+++ SOURCE PASSAGE +++
John Bacon and Jorge L. Ortiz
Published 2:44 AM EDT Mar 23, 2020
Even as President Donald Trump was announcing federal aid Sunday for New York, Washington and California — three states walloped by the coronavirus crisis —lawmakers in Congress continued to haggle in the evening over a massive stimulus package that stalled after initially appearing close to being agreed on.
Congress again felt the wrath of the virus on a personal level as Rand Paul, R-Ky., on Sunday became the first senator to test positive for COVID-19. Two members of the House have also tested positive, and several lawmakers have gone into self-isolation after coming in contact with infected people.
Earlier in the day, the governor of New York and the mayor of New York City laid out in stark terms the grim prospects ahead for their jurisdictions, and a growing number of states issued stay-at-home orders as the nation lurched through another day under the coronavirus’ siege.
+++ INFORMATION PROVIDED +++
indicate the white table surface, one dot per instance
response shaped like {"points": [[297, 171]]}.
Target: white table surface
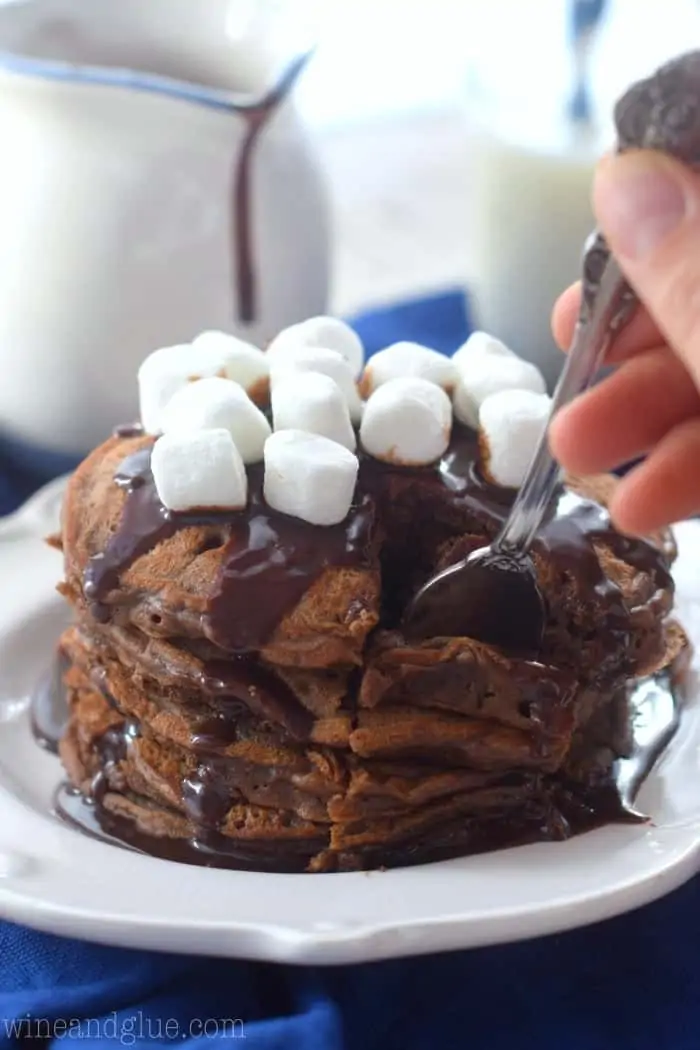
{"points": [[399, 191]]}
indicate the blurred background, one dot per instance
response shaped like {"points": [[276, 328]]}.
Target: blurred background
{"points": [[157, 180]]}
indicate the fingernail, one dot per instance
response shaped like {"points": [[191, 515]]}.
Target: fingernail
{"points": [[639, 200]]}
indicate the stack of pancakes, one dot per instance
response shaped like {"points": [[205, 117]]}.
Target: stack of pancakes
{"points": [[241, 693]]}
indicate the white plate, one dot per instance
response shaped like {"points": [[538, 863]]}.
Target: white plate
{"points": [[59, 880]]}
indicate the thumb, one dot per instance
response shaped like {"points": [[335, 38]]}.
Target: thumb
{"points": [[648, 205]]}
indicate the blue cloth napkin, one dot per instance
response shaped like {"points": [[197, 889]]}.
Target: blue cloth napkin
{"points": [[629, 984]]}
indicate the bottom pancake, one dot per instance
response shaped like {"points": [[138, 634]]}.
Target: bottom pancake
{"points": [[319, 810]]}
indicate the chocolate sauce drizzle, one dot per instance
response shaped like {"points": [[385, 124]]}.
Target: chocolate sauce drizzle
{"points": [[256, 117], [268, 564]]}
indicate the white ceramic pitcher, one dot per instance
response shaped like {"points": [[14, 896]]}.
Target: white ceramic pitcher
{"points": [[153, 182]]}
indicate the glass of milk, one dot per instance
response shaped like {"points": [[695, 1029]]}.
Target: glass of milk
{"points": [[531, 163]]}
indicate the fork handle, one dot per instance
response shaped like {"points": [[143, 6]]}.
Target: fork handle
{"points": [[602, 315]]}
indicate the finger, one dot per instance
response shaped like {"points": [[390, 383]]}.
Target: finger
{"points": [[640, 334], [626, 415], [665, 487], [648, 206]]}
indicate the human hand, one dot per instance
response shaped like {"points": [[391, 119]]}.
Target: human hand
{"points": [[648, 206]]}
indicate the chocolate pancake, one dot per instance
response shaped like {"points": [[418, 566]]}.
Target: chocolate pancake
{"points": [[240, 692]]}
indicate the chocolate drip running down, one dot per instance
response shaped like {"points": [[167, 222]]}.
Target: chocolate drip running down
{"points": [[256, 117], [654, 709]]}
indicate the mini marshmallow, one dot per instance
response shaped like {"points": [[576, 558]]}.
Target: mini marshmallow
{"points": [[510, 425], [478, 343], [312, 402], [327, 362], [309, 477], [246, 363], [407, 421], [320, 333], [168, 370], [404, 360], [218, 403], [198, 469], [489, 374]]}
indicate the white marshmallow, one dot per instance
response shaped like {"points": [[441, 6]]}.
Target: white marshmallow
{"points": [[245, 363], [198, 469], [407, 359], [407, 421], [510, 425], [315, 403], [488, 375], [327, 362], [214, 403], [478, 343], [168, 370], [321, 333], [309, 477]]}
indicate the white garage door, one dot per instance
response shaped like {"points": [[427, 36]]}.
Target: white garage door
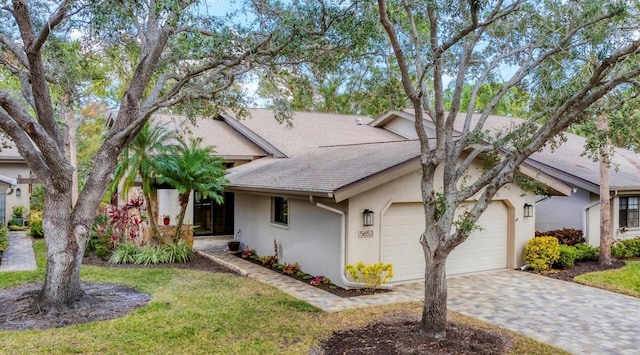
{"points": [[403, 224]]}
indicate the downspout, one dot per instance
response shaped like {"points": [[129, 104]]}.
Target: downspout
{"points": [[584, 216], [343, 235]]}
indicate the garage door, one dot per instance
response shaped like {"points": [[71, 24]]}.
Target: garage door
{"points": [[485, 249]]}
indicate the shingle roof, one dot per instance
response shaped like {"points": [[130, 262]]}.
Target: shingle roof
{"points": [[567, 162], [216, 133], [324, 169], [310, 130]]}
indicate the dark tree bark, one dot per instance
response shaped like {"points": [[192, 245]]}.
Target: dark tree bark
{"points": [[605, 198]]}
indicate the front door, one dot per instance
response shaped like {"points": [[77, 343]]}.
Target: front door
{"points": [[211, 218]]}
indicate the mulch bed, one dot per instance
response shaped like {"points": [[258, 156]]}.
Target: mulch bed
{"points": [[329, 287], [402, 337], [199, 263]]}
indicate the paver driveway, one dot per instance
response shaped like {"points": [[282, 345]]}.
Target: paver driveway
{"points": [[580, 319]]}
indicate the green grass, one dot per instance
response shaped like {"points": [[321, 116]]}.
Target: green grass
{"points": [[200, 312], [625, 280]]}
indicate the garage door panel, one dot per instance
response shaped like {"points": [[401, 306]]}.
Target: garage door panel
{"points": [[485, 249]]}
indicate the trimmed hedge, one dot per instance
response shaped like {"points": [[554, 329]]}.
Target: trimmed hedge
{"points": [[567, 257], [566, 236], [541, 252]]}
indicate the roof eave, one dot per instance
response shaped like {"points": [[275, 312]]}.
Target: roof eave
{"points": [[252, 136], [282, 192]]}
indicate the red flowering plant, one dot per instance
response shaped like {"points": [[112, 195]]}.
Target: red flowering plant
{"points": [[125, 222], [317, 280]]}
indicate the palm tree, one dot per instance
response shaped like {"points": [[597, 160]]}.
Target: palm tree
{"points": [[192, 168], [138, 159]]}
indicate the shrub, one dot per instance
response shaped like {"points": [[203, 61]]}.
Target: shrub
{"points": [[35, 224], [373, 275], [567, 257], [125, 253], [103, 251], [17, 212], [290, 269], [179, 252], [587, 252], [632, 246], [150, 255], [317, 280], [619, 250], [541, 252], [4, 242], [566, 236]]}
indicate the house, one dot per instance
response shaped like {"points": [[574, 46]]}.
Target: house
{"points": [[581, 209], [15, 183], [337, 189]]}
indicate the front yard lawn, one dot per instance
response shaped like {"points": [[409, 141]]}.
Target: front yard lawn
{"points": [[196, 312], [625, 280]]}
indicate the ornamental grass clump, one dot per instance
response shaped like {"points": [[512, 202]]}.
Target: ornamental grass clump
{"points": [[541, 252], [373, 275]]}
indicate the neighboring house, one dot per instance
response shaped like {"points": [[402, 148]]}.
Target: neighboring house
{"points": [[15, 183], [312, 187], [581, 210]]}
+++
→ **WORK TASK A**
Summarize the news report in two sentences.
→ **WORK TASK B**
Write out everything in the news report from "Congress again felt" down to "the coronavirus’ siege.".
The material plays no part in what follows.

→ **YOUR SOLUTION A**
As President Donald Trump announced federal aid on Sunday for New York, Washington and California, lawmakers in Congress kept haggling over a massive stimulus package that had stalled. Rand Paul became the first senator to test positive for COVID-19, and New York's governor and New York City's mayor described grim prospects ahead as more states issued stay-at-home orders.

→ **YOUR SOLUTION B**
Congress again felt the wrath of the virus on a personal level as Rand Paul, R-Ky., on Sunday became the first senator to test positive for COVID-19. Two members of the House have also tested positive, and several lawmakers have gone into self-isolation after coming in contact with infected people.
Earlier in the day, the governor of New York and the mayor of New York City laid out in stark terms the grim prospects ahead for their jurisdictions, and a growing number of states issued stay-at-home orders as the nation lurched through another day under the coronavirus’ siege.